OBJECTIVE —
Substitute "partly hidden" for "heavily occluded" everywhere it occurs in all the lines below, leaving everything else unchanged. Give the lines back without the pictures.
* start GIVEN INFORMATION *
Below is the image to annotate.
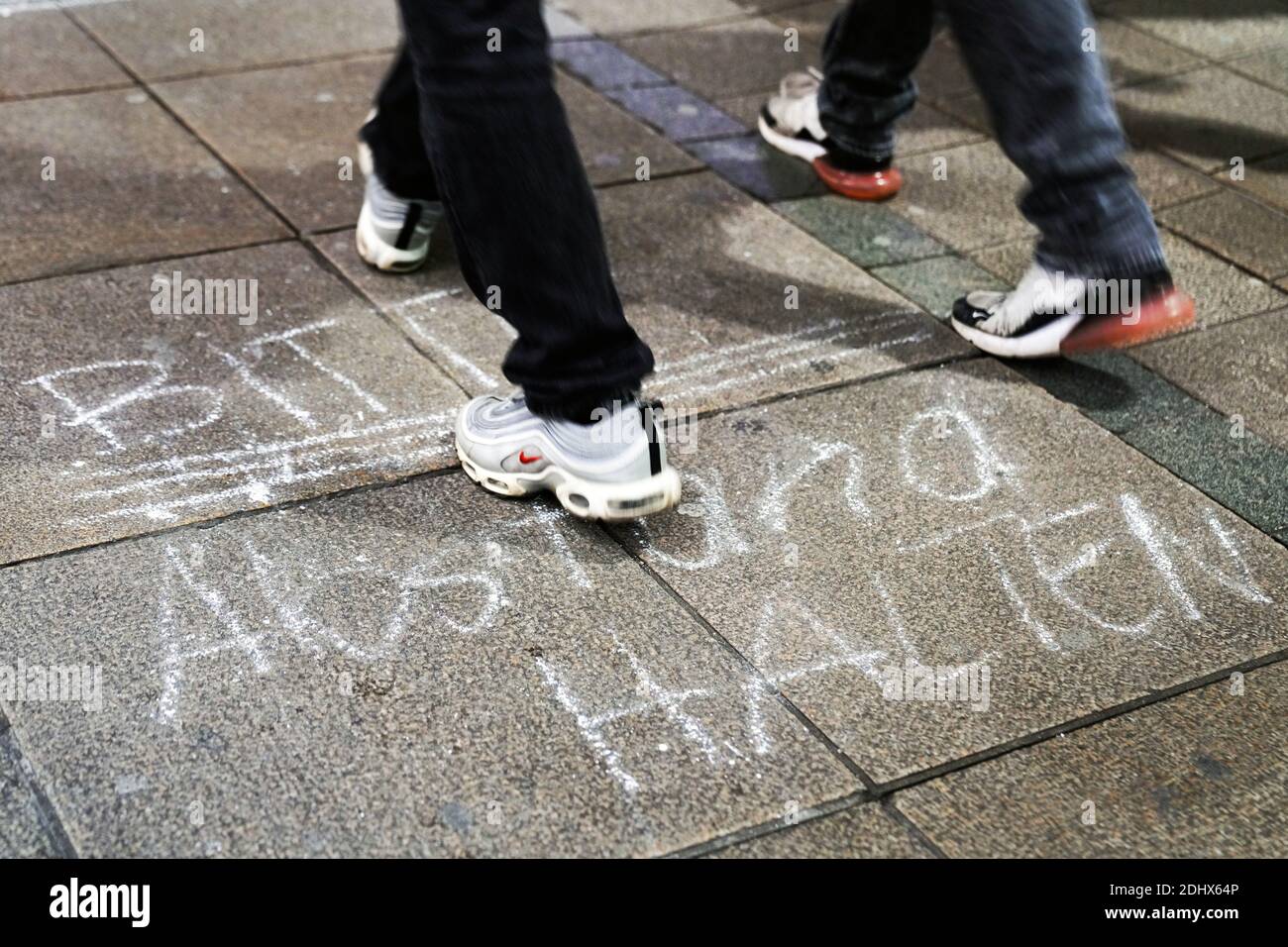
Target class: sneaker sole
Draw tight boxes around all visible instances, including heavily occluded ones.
[1060,291,1194,355]
[355,204,429,273]
[952,292,1194,359]
[756,116,903,201]
[456,441,680,523]
[759,116,827,163]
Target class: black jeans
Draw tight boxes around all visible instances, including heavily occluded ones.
[819,0,1166,277]
[362,0,653,420]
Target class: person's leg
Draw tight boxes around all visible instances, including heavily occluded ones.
[400,0,653,420]
[360,44,438,201]
[941,0,1166,277]
[759,0,934,201]
[940,0,1194,357]
[818,0,934,161]
[355,46,443,273]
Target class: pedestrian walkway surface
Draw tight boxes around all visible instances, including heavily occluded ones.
[0,0,1288,857]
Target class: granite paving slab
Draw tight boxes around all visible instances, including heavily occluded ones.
[555,71,702,185]
[886,142,1037,252]
[607,360,1288,783]
[158,56,699,230]
[896,664,1288,858]
[1223,155,1288,211]
[550,39,666,90]
[1117,67,1288,171]
[686,133,827,202]
[0,90,287,282]
[555,0,747,35]
[1105,0,1288,59]
[1158,191,1288,279]
[1225,47,1288,93]
[0,726,60,858]
[0,474,859,857]
[0,10,133,99]
[709,802,932,858]
[1126,149,1220,211]
[608,85,746,142]
[1132,309,1288,451]
[155,55,389,230]
[774,194,948,266]
[72,0,399,80]
[871,257,1012,320]
[0,244,464,562]
[309,174,970,411]
[716,91,984,157]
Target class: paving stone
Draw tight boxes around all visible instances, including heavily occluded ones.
[1225,47,1288,91]
[1105,0,1288,59]
[970,231,1288,329]
[1126,150,1220,211]
[871,257,1010,320]
[607,360,1288,783]
[72,0,399,78]
[557,72,702,185]
[550,40,666,90]
[622,18,819,100]
[543,0,747,36]
[896,664,1288,858]
[1015,353,1288,545]
[1158,191,1288,279]
[687,134,827,201]
[0,10,132,99]
[158,56,699,230]
[1096,20,1203,86]
[0,90,287,282]
[767,0,845,47]
[155,55,389,230]
[1216,155,1288,210]
[709,802,931,858]
[0,474,859,857]
[0,726,61,858]
[888,142,1037,252]
[0,244,463,562]
[1132,309,1288,451]
[608,85,744,142]
[317,174,970,411]
[774,194,947,266]
[1117,67,1288,171]
[913,30,975,102]
[541,4,592,42]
* end GIVEN INFORMATION *
RESULT OF THIS TASK —
Below is the image to annotate.
Target class: sneaker sole
Draw tight boxes around all visible instances, including partly hidden ones.
[1060,291,1194,355]
[355,204,429,273]
[952,292,1194,359]
[756,116,903,201]
[456,441,680,523]
[759,116,827,163]
Target class: black jeans
Draw tight boxes around all visible instances, including partly hidden ones.
[819,0,1166,277]
[362,0,653,420]
Target class: person's leg
Draw tight boxes around all visible instances, including partly hidden ones.
[400,0,653,420]
[360,44,438,201]
[941,0,1166,277]
[759,0,934,201]
[940,0,1194,357]
[818,0,934,161]
[355,46,443,273]
Target class: pedestrian walkway surface
Draw tight boxes around all visible instances, including partly hidden ones.
[0,0,1288,857]
Target class: granite paving slab
Draw tight boxes around all visible instances, including partly hidden ones.
[555,71,702,185]
[886,142,1037,252]
[607,360,1288,783]
[158,56,699,230]
[896,664,1288,858]
[1223,155,1288,211]
[550,39,666,90]
[1117,67,1288,171]
[686,133,827,202]
[0,90,287,282]
[555,0,747,35]
[1105,0,1288,59]
[1158,191,1288,279]
[1225,47,1288,93]
[0,726,60,858]
[0,474,859,857]
[0,10,133,99]
[709,802,932,858]
[1126,149,1220,211]
[608,85,746,142]
[1132,309,1288,451]
[155,55,389,230]
[774,194,948,266]
[72,0,399,80]
[871,257,1012,320]
[0,244,464,562]
[309,174,970,411]
[716,91,984,157]
Target class: paving stone
Draw tight boxes around all visible instances, including partly hidden ones.
[1225,47,1288,91]
[1105,0,1288,59]
[970,231,1288,329]
[1126,150,1220,211]
[871,257,1010,320]
[607,360,1288,783]
[72,0,399,78]
[557,72,702,185]
[550,40,666,90]
[622,18,819,100]
[543,0,747,36]
[896,664,1288,858]
[1015,353,1288,545]
[1158,191,1288,279]
[687,134,827,201]
[0,10,132,99]
[158,56,699,230]
[1096,20,1203,86]
[0,90,287,282]
[767,0,845,47]
[155,55,389,230]
[1216,155,1288,210]
[709,802,931,858]
[0,474,859,857]
[0,726,61,858]
[888,142,1037,252]
[0,244,463,562]
[1132,309,1288,451]
[608,85,744,142]
[317,174,970,411]
[774,194,947,266]
[1117,67,1288,171]
[913,30,975,102]
[541,4,592,42]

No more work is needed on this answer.